He recollected how sepoys from Punjab and then the NWFP fought for the cause that brought the culmination of the human rights and protected freedom in other parts of the world along with thousands of comrades with the strength of character.
He also emphasised on Pakistan's role in the UN peacekeeping forces as the largest contributor since 1960s.
Dr Robert Lyman, who is one of the most renowned British historians and author of 12 books on the subject, delivered the keynote address with a thesis statement that said, "It was impossible for the UK to win the war without the Indian army and soldiers from the areas constituting Pakistan." Lyman observed that the Muslim soldiers were the backbone of the British Indian Army and they also became the bedrock of independent Pakistan.
He shared details how the 14th British Indian Army defeated the Japanese in 1944 and turned the tide of the war. He stressed that the role of these unsung Muslim soldiers must be highlighted to combat Islamophobia. He also shared the citation of Nike Fazal Din, a Muslim soldier who received Victoria Cross, the highest award for gallantry in the face of the enemy that can be awarded to British and Commonwealth forces.
Ian Duncan Smith, a former British minister and Chairman of the Conservative Party paid rich tributes to the heroism of the Muslim soldiers, in particular, sating the modern world owed them a lot.
Lord Stephen Greenhalgh, Minister of State jointly at the Ministry of Housing, Communities and Local Government and the Home Office remembered the gallant soldiers and officers who received 17 Victoria Crosses while paying homage to the 87000 soldiers who sacrificed their lives in the trenches.
Lieutenant-General Sir Barnabas William Benjamin "Barney" White-Spunner, KCB, CBE commented on the shared heritage of the UK and Pakistan that is "owed to the sacrifices of the Muslim soldiers from the areas constituting Pakistan". He stressed that these unparalleled tales of courage must be told.
Major General Jonathan Shaw observed that the UK and Pakistan "are joined at the hip". He lamented that Pakistan didn't get the credit it deserved for the part it played for global peace. He commented that any Remembrance Day will be incomplete without remembering the brave Muslim soldiers who served, got wounded and died in the line of duty in World War I and II.
Brigadier Fuad Hafeez, from the Army Institute of Military History, explained that recording, preserving and archiving history is at the heart of the institute. He shared that the Pakistan Army was made of the same valour and grit that was displayed by the gallant soldiers in World War I and II, before the birth of Pakistan.
He quoted Field Marshal Sir Claude John Eyre Auchinleck and Sir Winston Churchill who praised the brave Muslim soldiers for their extraordinary courage and bravery. He also highlighted the Pakistan Army's role in the UN peacekeeping operations.
General Zia Ullah Khan, a former officer from the Pakistan Army also shared his memories. Lord Sarfraz of Kensington, Col Azam Qadri, Andy Knott MBE and Aliya Afzal Khan also spoke at the occasion.
Commenting on the event, Arif Anis, founder of the ‘Forgotten Soldiers of the Empire’ campaign shared that more events will be organised to bring the attention to the ‘burden of the Empire’ paid by almost a million Muslim soldiers.
‘The world must acknowledge their sacrifices in creating ‘the present’ as we find it now. "The world would have been a different place had these soldiers not put their lives on the line." Anis’s father and maternal grandfather both served in the World II.

^^^^^^^^^^^^^^^^

» List of tasks:
(a) According to the report on Muslim soldiers, how many books has Dr Robert Lyman written on the subject?
(b) Copy the report on Muslim soldiers word for word, starting with "He quoted Field" and going on through "million Muslim soldiers.".
The items that come next are separate material and unrelated to the report on Muslim soldiers.

^^^^^^^^^^^^^^^^

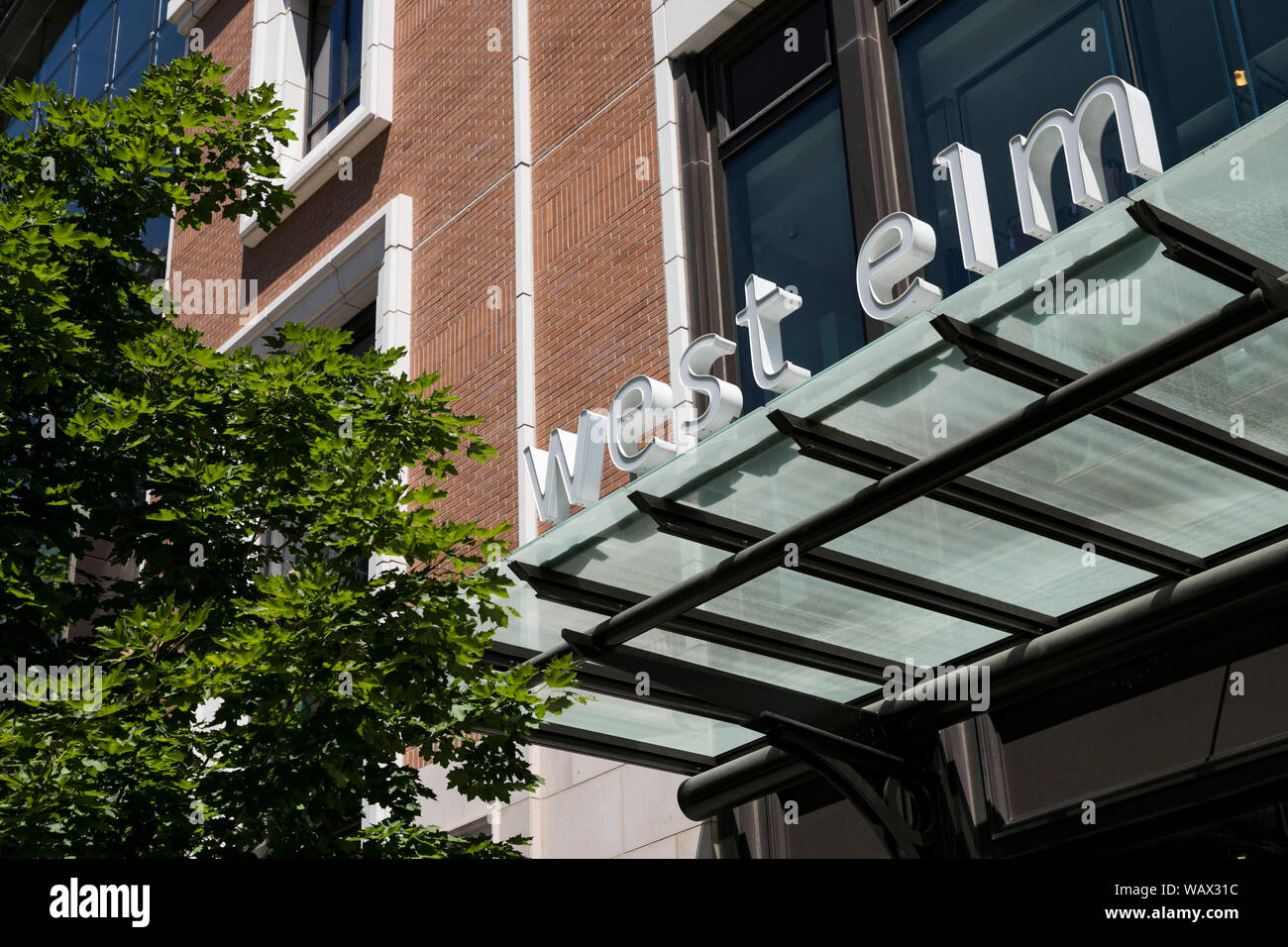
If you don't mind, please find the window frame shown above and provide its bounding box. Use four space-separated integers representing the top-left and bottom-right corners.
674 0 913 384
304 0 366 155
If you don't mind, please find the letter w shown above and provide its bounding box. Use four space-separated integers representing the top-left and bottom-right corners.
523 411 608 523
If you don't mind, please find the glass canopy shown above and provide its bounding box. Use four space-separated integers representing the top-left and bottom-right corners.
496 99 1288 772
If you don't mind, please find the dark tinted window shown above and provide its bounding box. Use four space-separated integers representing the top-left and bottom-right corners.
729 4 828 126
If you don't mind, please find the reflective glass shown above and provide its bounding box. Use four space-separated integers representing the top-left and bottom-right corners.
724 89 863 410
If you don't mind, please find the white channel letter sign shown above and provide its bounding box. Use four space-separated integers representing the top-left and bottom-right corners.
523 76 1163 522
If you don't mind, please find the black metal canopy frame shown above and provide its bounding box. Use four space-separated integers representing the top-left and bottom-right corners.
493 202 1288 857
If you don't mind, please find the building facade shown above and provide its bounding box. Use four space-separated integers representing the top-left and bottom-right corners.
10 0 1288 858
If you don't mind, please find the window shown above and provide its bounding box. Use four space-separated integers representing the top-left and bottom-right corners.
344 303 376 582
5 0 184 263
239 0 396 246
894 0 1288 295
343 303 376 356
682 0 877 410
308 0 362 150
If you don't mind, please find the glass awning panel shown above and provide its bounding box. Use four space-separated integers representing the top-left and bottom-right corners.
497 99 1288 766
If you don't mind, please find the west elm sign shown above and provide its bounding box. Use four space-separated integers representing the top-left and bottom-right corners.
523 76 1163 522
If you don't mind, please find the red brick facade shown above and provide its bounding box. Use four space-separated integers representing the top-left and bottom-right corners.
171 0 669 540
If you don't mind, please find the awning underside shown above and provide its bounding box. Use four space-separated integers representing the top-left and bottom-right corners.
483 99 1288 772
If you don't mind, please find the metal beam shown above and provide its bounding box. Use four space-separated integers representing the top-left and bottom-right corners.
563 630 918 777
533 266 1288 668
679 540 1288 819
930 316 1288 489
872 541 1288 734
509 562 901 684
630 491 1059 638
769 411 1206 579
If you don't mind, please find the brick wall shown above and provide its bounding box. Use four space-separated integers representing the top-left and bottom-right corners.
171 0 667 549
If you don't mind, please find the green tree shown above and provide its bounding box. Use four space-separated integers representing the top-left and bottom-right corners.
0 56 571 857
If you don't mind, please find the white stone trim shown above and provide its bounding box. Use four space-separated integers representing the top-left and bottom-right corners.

^^^^^^^^^^^^^^^^

» Solutions to the tasks:
(a) He has written 12 books on the subject.

(b)
He quoted Field Marshal Sir Claude John Eyre Auchinleck and Sir Winston Churchill who praised the brave Muslim soldiers for their extraordinary courage and bravery. He also highlighted the Pakistan Army's role in the UN peacekeeping operations.
General Zia Ullah Khan, a former officer from the Pakistan Army also shared his memories. Lord Sarfraz of Kensington, Col Azam Qadri, Andy Knott MBE and Aliya Afzal Khan also spoke at the occasion.
Commenting on the event, Arif Anis, founder of the ‘Forgotten Soldiers of the Empire’ campaign shared that more events will be organised to bring the attention to the ‘burden of the Empire’ paid by almost a million Muslim soldiers.